**WHAT IS BEING ASKED:** Pull out every line with the word "truck" from the entries below.

**Data entries:**
============================================================
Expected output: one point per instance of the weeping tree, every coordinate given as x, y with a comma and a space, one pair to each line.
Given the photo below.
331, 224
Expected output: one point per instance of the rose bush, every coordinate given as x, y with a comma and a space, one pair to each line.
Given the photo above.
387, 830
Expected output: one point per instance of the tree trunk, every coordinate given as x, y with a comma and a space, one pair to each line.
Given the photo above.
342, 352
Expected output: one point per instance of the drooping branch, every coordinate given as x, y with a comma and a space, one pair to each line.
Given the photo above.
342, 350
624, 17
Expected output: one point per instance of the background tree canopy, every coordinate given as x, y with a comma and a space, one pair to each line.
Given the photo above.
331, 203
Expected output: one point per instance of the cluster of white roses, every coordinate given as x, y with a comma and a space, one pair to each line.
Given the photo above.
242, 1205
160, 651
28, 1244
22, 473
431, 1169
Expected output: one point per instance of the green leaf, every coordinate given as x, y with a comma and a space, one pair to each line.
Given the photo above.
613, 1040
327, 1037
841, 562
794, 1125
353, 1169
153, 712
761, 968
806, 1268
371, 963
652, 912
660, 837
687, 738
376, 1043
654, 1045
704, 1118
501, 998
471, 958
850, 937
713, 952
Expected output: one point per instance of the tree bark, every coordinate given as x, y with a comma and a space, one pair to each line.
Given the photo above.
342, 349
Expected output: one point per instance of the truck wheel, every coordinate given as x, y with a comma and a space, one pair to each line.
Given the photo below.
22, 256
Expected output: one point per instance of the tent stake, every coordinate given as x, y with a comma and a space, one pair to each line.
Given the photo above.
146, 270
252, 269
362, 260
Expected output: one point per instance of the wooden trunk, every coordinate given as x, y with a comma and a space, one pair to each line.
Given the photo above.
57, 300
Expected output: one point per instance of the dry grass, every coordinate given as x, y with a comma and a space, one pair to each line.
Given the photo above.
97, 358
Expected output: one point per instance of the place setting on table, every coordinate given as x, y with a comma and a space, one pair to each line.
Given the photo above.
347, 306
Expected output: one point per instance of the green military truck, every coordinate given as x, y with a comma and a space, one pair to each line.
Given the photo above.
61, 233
============================================================
**REPLY TO THE TASK:**
Expected output: one point per instance of the truck wheel, every coordinate given as x, y with a comma and a space, one pair to each line.
Expected output: one point per instance of the green military truck, every coordinate given as x, y with a comma and a space, one pair to each line.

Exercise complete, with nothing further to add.